→ **TASKS FOR THIS EXERCISE**:
1 – In the forum thread about getting rid of detritus, what has the original poster used so far?
2 – Reproduce the detritus thread between "OK, just wondering" and "for removing detritus?", inclusive, putting "snails" in place of "cory's".

** DOCUMENT SECTION follows **

# Best way to get rid of detritus?



## nddonegan (Apr 11, 2006)

OK, just wondering what everyone's favorite way to get rid of detritus is... I've only used cory's, which seem to work well but I could never tell if they actually eat detritus or just the bits that settle _before_ they decompose into detritus... 

What is everyone's favorite choice for removing detritus?


----------



## Jdinh04 (Mar 15, 2004)

Try using a gravel vacum that will suck up the debris that stays into your substrate. But sometimes you want to keep that good stuff becuase it serves as a biproduct that will nourish your plants.

jD


----------



## nddonegan (Apr 11, 2006)

Thanks of the idea, but I forgot to add that it's a heavily planted tank - no gravel vacuums allowed. I need tips on 'natural' solutions.


----------



## angel919 (Apr 26, 2006)

if its not a problem just leave it there, its ferts for your "heavily planted tank"


----------



## nddonegan (Apr 11, 2006)

angel919 said:


> if its not a problem just leave it there, its ferts for your "heavily planted tank"

** End of DOCUMENT SECTION **
** AVAILABLE DATA follows **

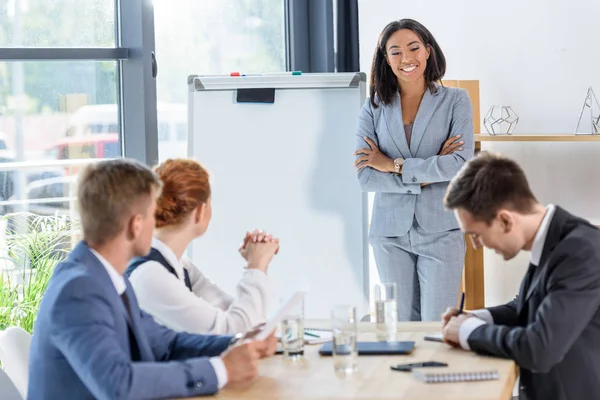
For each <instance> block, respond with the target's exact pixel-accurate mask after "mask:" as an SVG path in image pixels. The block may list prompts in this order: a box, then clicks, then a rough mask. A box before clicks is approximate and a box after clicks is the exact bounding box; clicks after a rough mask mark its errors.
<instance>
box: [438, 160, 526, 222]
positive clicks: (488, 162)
mask: <svg viewBox="0 0 600 400" xmlns="http://www.w3.org/2000/svg"><path fill="white" fill-rule="evenodd" d="M536 202H537V200H536V198H535V196H534V195H533V193H532V192H531V189H530V188H529V183H528V182H527V178H526V177H525V172H523V169H521V167H520V166H519V165H518V164H517V163H516V162H515V161H513V160H511V159H509V158H507V157H504V156H502V155H499V154H493V153H488V152H481V153H480V154H479V155H477V156H476V157H474V158H472V159H471V160H469V161H468V162H467V163H466V164H465V165H464V166H463V167H462V169H461V170H460V171H459V172H458V174H457V175H456V176H455V177H454V179H452V181H451V182H450V185H449V186H448V190H447V191H446V196H445V197H444V206H445V207H446V208H447V209H450V210H454V209H457V208H462V209H464V210H466V211H468V212H469V213H470V214H471V215H473V217H474V218H476V219H478V220H481V221H484V222H486V223H488V224H489V223H491V222H492V220H493V219H494V218H495V217H496V215H497V214H498V211H499V210H500V209H502V208H505V209H509V210H512V211H516V212H519V213H522V214H528V213H530V212H531V211H532V210H533V206H534V205H535V203H536Z"/></svg>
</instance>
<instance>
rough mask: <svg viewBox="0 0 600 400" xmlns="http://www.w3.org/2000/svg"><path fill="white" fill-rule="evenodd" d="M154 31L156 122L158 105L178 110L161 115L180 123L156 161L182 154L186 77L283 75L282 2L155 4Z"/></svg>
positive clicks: (159, 107) (169, 1)
mask: <svg viewBox="0 0 600 400" xmlns="http://www.w3.org/2000/svg"><path fill="white" fill-rule="evenodd" d="M174 26H177V29H173V27H174ZM154 27H155V31H156V33H155V38H156V39H155V40H156V56H157V60H158V66H159V68H158V70H159V73H158V76H157V80H156V84H157V98H158V101H159V103H158V119H159V121H160V120H161V118H162V117H161V107H162V108H165V107H169V106H170V105H178V106H179V107H181V108H182V110H183V112H182V113H181V114H180V116H171V117H164V118H171V119H173V120H175V122H176V123H177V122H178V123H179V124H178V125H176V126H177V128H176V132H177V135H171V138H170V140H169V141H166V142H161V143H159V159H161V160H164V159H166V158H169V157H186V156H187V140H186V139H187V125H186V121H187V114H186V112H185V109H186V105H187V86H186V77H188V76H189V75H195V74H219V73H229V72H232V71H239V72H245V73H262V72H276V71H285V67H286V63H285V59H286V57H285V48H286V46H285V30H284V0H247V1H239V0H202V1H198V0H154ZM182 60H185V61H182ZM161 103H162V104H161Z"/></svg>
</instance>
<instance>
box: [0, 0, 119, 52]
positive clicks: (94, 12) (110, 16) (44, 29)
mask: <svg viewBox="0 0 600 400" xmlns="http://www.w3.org/2000/svg"><path fill="white" fill-rule="evenodd" d="M2 4H3V6H2V7H1V8H0V46H4V47H13V46H14V47H115V1H114V0H5V1H2Z"/></svg>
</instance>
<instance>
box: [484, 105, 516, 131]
mask: <svg viewBox="0 0 600 400" xmlns="http://www.w3.org/2000/svg"><path fill="white" fill-rule="evenodd" d="M518 123H519V116H518V115H517V113H515V112H514V111H513V109H512V107H511V106H491V107H490V109H489V110H488V112H487V114H486V115H485V118H483V126H484V127H485V130H486V131H487V133H489V134H490V135H499V134H507V135H510V134H512V133H513V131H514V130H515V127H516V126H517V124H518Z"/></svg>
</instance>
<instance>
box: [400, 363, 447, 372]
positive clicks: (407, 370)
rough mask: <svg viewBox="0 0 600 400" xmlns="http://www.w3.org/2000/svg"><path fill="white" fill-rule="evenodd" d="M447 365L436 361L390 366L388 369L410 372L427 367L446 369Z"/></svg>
mask: <svg viewBox="0 0 600 400" xmlns="http://www.w3.org/2000/svg"><path fill="white" fill-rule="evenodd" d="M447 366H448V364H446V363H442V362H438V361H425V362H421V363H411V364H398V365H392V366H391V367H390V368H391V369H393V370H394V371H404V372H410V371H412V369H413V368H427V367H447Z"/></svg>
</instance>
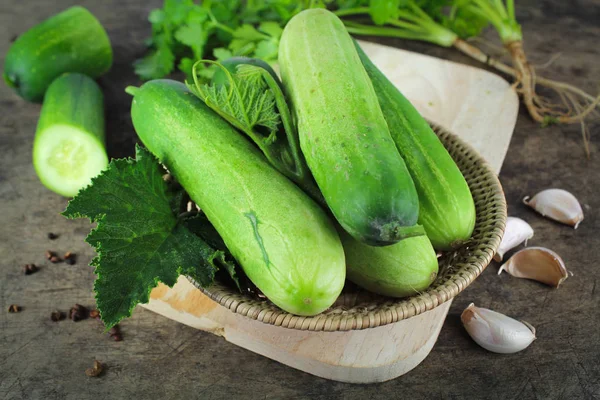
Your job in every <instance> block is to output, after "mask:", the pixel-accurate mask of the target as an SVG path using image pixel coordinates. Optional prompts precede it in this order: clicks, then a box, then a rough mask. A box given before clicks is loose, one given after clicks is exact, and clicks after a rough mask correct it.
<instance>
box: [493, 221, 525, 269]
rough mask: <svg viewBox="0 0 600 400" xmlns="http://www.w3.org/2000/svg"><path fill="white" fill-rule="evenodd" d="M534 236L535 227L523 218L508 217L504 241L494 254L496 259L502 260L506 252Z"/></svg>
mask: <svg viewBox="0 0 600 400" xmlns="http://www.w3.org/2000/svg"><path fill="white" fill-rule="evenodd" d="M532 237H533V228H532V227H531V226H530V225H529V224H528V223H527V222H525V221H523V220H522V219H521V218H516V217H508V218H507V219H506V228H505V229H504V236H503V237H502V242H500V246H498V250H497V251H496V254H495V255H494V260H495V261H498V262H500V261H502V258H503V257H504V254H505V253H506V252H508V251H509V250H511V249H513V248H515V247H517V246H518V245H520V244H521V243H523V242H525V246H527V241H528V240H529V239H531V238H532Z"/></svg>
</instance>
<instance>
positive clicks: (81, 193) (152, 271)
mask: <svg viewBox="0 0 600 400" xmlns="http://www.w3.org/2000/svg"><path fill="white" fill-rule="evenodd" d="M164 173H165V171H164V169H163V168H162V167H161V166H160V164H159V163H158V162H157V160H156V159H155V158H154V157H153V156H152V154H150V153H149V152H148V151H147V150H145V149H142V148H139V147H136V159H135V160H132V159H120V160H113V161H111V163H110V164H109V166H108V169H106V170H105V171H104V172H102V173H101V174H100V175H99V176H98V177H96V178H94V179H93V180H92V184H91V185H90V186H88V187H86V188H85V189H83V190H81V191H80V192H79V194H78V195H77V196H76V197H75V198H74V199H73V200H71V201H70V202H69V204H68V206H67V209H66V210H65V211H64V212H63V215H64V216H66V217H67V218H82V217H87V218H89V219H90V220H91V221H92V222H97V223H98V225H97V227H96V228H95V229H93V230H92V231H91V233H90V234H89V235H88V237H87V238H86V241H87V242H88V243H89V244H90V245H92V246H93V247H94V248H95V249H96V252H97V253H98V254H97V256H96V257H95V258H94V259H93V260H92V263H91V264H92V265H93V266H94V267H95V272H96V275H97V278H96V282H95V285H94V290H95V292H96V302H97V306H98V309H99V310H100V314H101V317H102V320H103V321H104V323H105V324H106V326H107V328H110V327H112V326H114V325H115V324H117V323H118V322H119V321H120V320H121V319H122V318H125V317H128V316H130V315H131V311H132V310H133V308H134V307H135V306H136V305H137V304H138V303H146V302H148V301H149V293H150V291H151V290H152V288H154V287H155V286H156V285H157V284H158V282H159V281H160V282H163V283H164V284H166V285H169V286H173V285H174V284H175V282H176V281H177V278H178V276H179V275H180V274H181V273H190V274H192V273H193V274H194V276H195V279H196V280H197V281H198V282H199V283H200V284H202V285H204V286H208V285H210V284H211V283H212V282H213V279H214V276H215V272H216V271H217V266H216V265H215V263H214V260H215V259H218V258H219V257H220V253H219V252H218V251H216V250H215V249H213V248H212V247H210V246H209V245H208V244H207V243H206V242H205V241H203V240H202V239H201V238H200V237H198V236H196V235H195V234H193V233H192V232H190V231H189V230H188V229H187V228H186V227H185V225H184V224H183V223H182V222H181V221H180V220H179V219H178V218H177V216H176V215H175V214H174V213H173V210H172V207H173V203H174V198H175V197H176V196H178V195H179V194H178V192H173V191H171V190H170V189H169V187H168V185H167V183H166V182H164V180H163V177H162V176H163V174H164ZM227 268H229V267H227Z"/></svg>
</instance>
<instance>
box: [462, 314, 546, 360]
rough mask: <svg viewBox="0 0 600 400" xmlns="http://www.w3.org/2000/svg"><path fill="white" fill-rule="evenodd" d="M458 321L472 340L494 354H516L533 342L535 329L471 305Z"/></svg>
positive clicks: (529, 324) (521, 322) (507, 317)
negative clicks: (462, 325)
mask: <svg viewBox="0 0 600 400" xmlns="http://www.w3.org/2000/svg"><path fill="white" fill-rule="evenodd" d="M460 319H461V321H462V323H463V325H464V327H465V329H466V330H467V332H468V333H469V336H471V338H473V340H474V341H475V342H476V343H477V344H478V345H480V346H481V347H483V348H484V349H486V350H489V351H492V352H494V353H504V354H508V353H516V352H518V351H521V350H523V349H525V348H527V346H529V345H530V344H531V343H532V342H533V341H534V340H535V328H534V327H533V326H531V325H530V324H528V323H526V322H521V321H517V320H516V319H513V318H510V317H507V316H506V315H504V314H500V313H498V312H496V311H492V310H488V309H487V308H480V307H475V304H473V303H471V304H470V305H469V306H468V307H467V308H466V309H465V310H464V311H463V313H462V315H461V316H460Z"/></svg>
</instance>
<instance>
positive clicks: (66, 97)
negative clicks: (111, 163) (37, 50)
mask: <svg viewBox="0 0 600 400" xmlns="http://www.w3.org/2000/svg"><path fill="white" fill-rule="evenodd" d="M33 165H34V168H35V171H36V173H37V175H38V177H39V178H40V181H41V182H42V183H43V184H44V185H45V186H46V187H47V188H48V189H50V190H52V191H54V192H56V193H58V194H60V195H63V196H67V197H70V196H75V195H76V194H77V192H79V190H80V189H82V188H84V187H86V186H87V185H89V183H90V182H91V180H92V178H93V177H95V176H97V175H98V174H99V173H100V172H101V171H102V170H103V169H104V168H106V166H107V165H108V157H107V155H106V150H105V147H104V106H103V98H102V92H101V90H100V88H99V87H98V85H97V84H96V82H94V81H93V80H92V79H91V78H89V77H87V76H85V75H82V74H65V75H62V76H61V77H59V78H57V79H56V80H55V81H54V82H52V84H51V85H50V87H49V88H48V91H47V92H46V96H45V98H44V105H43V107H42V112H41V115H40V120H39V123H38V128H37V131H36V136H35V141H34V145H33Z"/></svg>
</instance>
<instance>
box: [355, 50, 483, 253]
mask: <svg viewBox="0 0 600 400" xmlns="http://www.w3.org/2000/svg"><path fill="white" fill-rule="evenodd" d="M356 48H357V50H358V54H359V56H360V59H361V61H362V63H363V65H364V67H365V69H366V71H367V73H368V74H369V77H370V78H371V82H372V83H373V87H374V88H375V93H377V98H378V100H379V105H380V107H381V110H382V112H383V116H384V117H385V120H386V122H387V124H388V127H389V129H390V134H391V135H392V139H393V140H394V142H395V143H396V147H397V148H398V151H399V152H400V154H401V155H402V157H403V158H404V161H405V162H406V166H407V167H408V170H409V171H410V174H411V176H412V178H413V181H414V183H415V186H416V188H417V192H418V194H419V224H422V225H423V227H424V228H425V231H426V232H427V236H429V239H430V240H431V243H433V247H435V248H436V249H439V250H450V249H452V248H454V247H457V246H459V245H460V244H462V243H464V242H465V241H466V240H468V239H469V238H470V237H471V234H472V233H473V228H474V227H475V204H474V202H473V196H472V195H471V191H470V190H469V186H468V185H467V182H466V180H465V178H464V177H463V175H462V173H461V172H460V170H459V169H458V166H457V165H456V163H455V162H454V160H452V157H450V154H448V151H447V150H446V149H445V148H444V145H443V144H442V142H440V140H439V139H438V137H437V135H436V134H435V133H434V132H433V130H432V129H431V127H430V126H429V124H428V123H427V121H426V120H425V119H424V118H423V117H422V116H421V114H419V112H418V111H417V110H416V109H415V107H414V106H413V105H412V104H411V103H410V102H409V101H408V100H407V99H406V97H404V96H403V95H402V93H400V91H399V90H398V89H397V88H396V86H394V84H393V83H392V82H390V81H389V80H388V79H387V78H386V77H385V75H384V74H383V73H382V72H381V71H379V70H378V69H377V67H376V66H375V65H374V64H373V63H372V62H371V60H369V58H368V57H367V55H366V54H365V53H364V52H363V51H362V49H361V48H360V46H359V45H358V43H356Z"/></svg>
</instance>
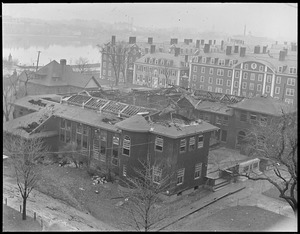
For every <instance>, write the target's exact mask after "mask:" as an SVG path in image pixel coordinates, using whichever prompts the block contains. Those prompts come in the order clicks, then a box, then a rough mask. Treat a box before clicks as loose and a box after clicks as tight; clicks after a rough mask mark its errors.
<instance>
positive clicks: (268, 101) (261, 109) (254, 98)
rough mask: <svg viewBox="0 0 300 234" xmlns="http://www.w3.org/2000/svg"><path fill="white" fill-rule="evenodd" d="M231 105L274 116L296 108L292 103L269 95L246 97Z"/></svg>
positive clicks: (254, 111) (233, 106)
mask: <svg viewBox="0 0 300 234" xmlns="http://www.w3.org/2000/svg"><path fill="white" fill-rule="evenodd" d="M230 106H231V107H232V108H234V109H240V110H245V111H252V112H257V113H262V114H267V115H272V116H280V115H282V110H283V111H284V112H285V113H288V112H293V111H294V110H295V109H293V107H292V106H291V105H289V104H287V103H285V102H283V101H281V100H277V99H275V98H272V97H269V96H258V97H253V98H249V99H244V100H242V101H241V102H239V103H236V104H233V105H230Z"/></svg>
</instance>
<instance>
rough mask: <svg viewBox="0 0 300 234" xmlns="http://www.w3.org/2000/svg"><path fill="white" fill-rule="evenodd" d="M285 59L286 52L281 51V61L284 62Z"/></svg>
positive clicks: (280, 51) (279, 57)
mask: <svg viewBox="0 0 300 234" xmlns="http://www.w3.org/2000/svg"><path fill="white" fill-rule="evenodd" d="M284 57H285V51H283V50H281V51H280V52H279V61H284Z"/></svg>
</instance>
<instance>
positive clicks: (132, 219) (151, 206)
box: [123, 157, 171, 232]
mask: <svg viewBox="0 0 300 234" xmlns="http://www.w3.org/2000/svg"><path fill="white" fill-rule="evenodd" d="M139 163H140V164H141V167H139V168H133V171H134V175H132V176H130V177H128V182H126V184H127V186H128V187H129V188H131V189H130V190H131V191H128V192H123V196H124V197H126V198H127V199H126V200H127V203H126V204H125V205H124V209H125V210H126V211H127V216H126V221H125V225H127V226H130V227H131V228H134V229H135V230H137V231H145V232H147V231H150V230H153V229H154V228H157V227H158V225H159V222H160V221H162V220H163V219H164V218H165V217H166V215H167V211H166V209H163V208H159V207H158V206H157V203H159V201H160V198H159V194H160V193H162V192H166V190H167V189H169V187H170V178H171V177H170V173H165V176H162V171H160V172H158V171H155V170H157V169H158V170H160V169H159V168H161V167H162V166H161V165H162V164H153V163H151V160H150V158H149V157H147V160H146V161H145V162H143V161H141V160H139ZM152 165H153V166H152ZM155 168H156V169H155ZM157 173H158V174H157Z"/></svg>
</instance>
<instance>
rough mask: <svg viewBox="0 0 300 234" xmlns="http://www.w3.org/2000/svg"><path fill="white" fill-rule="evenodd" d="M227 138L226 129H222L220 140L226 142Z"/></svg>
mask: <svg viewBox="0 0 300 234" xmlns="http://www.w3.org/2000/svg"><path fill="white" fill-rule="evenodd" d="M226 140H227V131H226V130H222V131H221V141H222V142H226Z"/></svg>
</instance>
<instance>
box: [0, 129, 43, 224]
mask: <svg viewBox="0 0 300 234" xmlns="http://www.w3.org/2000/svg"><path fill="white" fill-rule="evenodd" d="M3 146H4V148H5V149H6V150H7V151H8V154H9V156H10V158H11V160H12V166H13V168H14V172H15V175H16V179H17V185H18V188H19V191H20V193H21V196H22V199H23V209H22V219H23V220H26V203H27V199H28V197H29V195H30V193H31V191H32V190H33V189H34V188H35V187H36V185H37V182H38V181H39V175H40V170H41V169H40V167H39V166H38V165H37V164H38V163H39V162H40V160H41V159H42V158H43V157H44V156H45V153H47V151H48V147H46V146H45V145H44V143H43V140H42V138H30V139H24V138H21V137H19V136H13V135H10V134H7V133H5V134H4V136H3Z"/></svg>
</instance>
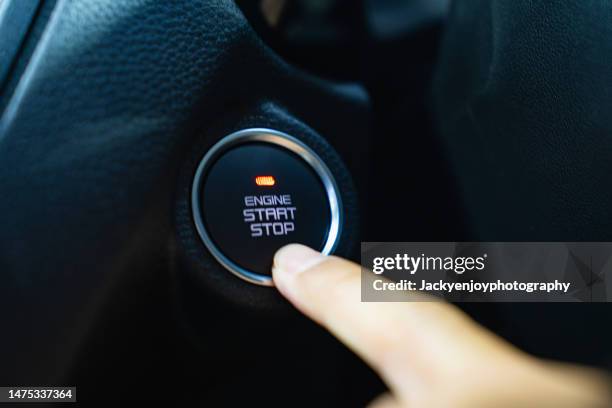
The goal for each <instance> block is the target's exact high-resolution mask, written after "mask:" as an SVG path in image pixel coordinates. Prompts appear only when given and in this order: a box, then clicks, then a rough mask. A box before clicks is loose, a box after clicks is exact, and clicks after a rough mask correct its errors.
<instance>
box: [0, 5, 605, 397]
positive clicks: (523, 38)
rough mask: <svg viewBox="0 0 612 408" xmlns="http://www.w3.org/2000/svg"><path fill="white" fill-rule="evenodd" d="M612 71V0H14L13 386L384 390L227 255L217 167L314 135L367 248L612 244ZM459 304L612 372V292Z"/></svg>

** End of AVAILABLE DATA **

→ **OUTPUTS IN ORDER**:
1 – Cory's.

2 –
OK, just wondering what everyone's favorite way to get rid of detritus is... I've only used snails, which seem to work well but I could never tell if they actually eat detritus or just the bits that settle _before_ they decompose into detritus... 

What is everyone's favorite choice for removing detritus?